* **Problem statement**:
Locate each line in the listing below that contains the word "wooden" and copy those lines out.

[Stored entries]
****************************************

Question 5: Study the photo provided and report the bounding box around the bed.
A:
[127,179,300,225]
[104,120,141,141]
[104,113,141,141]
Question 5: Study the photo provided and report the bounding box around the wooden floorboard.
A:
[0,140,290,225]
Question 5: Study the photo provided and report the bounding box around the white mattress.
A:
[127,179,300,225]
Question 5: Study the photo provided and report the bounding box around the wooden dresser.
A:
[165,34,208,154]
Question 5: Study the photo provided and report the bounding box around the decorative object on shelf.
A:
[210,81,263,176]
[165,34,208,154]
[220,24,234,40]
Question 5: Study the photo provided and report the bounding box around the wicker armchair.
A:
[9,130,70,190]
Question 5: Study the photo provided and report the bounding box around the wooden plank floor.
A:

****************************************

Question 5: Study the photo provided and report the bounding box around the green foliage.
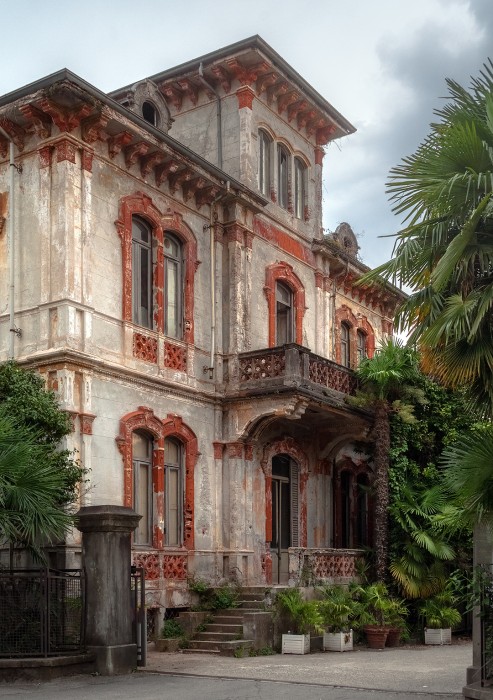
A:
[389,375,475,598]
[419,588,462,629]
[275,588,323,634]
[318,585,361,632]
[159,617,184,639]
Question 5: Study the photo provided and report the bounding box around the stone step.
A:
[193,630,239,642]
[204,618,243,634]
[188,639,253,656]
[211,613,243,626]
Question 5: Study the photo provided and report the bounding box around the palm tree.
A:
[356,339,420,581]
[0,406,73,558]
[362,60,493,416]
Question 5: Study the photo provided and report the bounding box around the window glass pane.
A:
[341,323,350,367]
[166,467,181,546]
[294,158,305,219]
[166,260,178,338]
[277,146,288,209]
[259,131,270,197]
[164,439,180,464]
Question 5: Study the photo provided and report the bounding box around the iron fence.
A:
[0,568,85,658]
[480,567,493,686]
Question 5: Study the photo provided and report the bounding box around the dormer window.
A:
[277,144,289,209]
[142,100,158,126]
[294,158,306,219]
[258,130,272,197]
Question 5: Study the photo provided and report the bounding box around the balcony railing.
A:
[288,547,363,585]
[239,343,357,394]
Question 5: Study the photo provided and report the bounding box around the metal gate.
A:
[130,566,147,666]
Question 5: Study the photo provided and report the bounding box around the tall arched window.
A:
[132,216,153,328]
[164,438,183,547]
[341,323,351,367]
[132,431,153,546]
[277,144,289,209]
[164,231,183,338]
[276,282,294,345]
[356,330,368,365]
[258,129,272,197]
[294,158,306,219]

****************************************

* **Complete answer**:
Question 5: Study the photo provided and report the bounding box around the wooden floorboard.
Question 5: Study the photo provided and report the bounding box around the wooden dresser.
Question 5: Study the photo provided and report the bounding box around the wooden plank floor.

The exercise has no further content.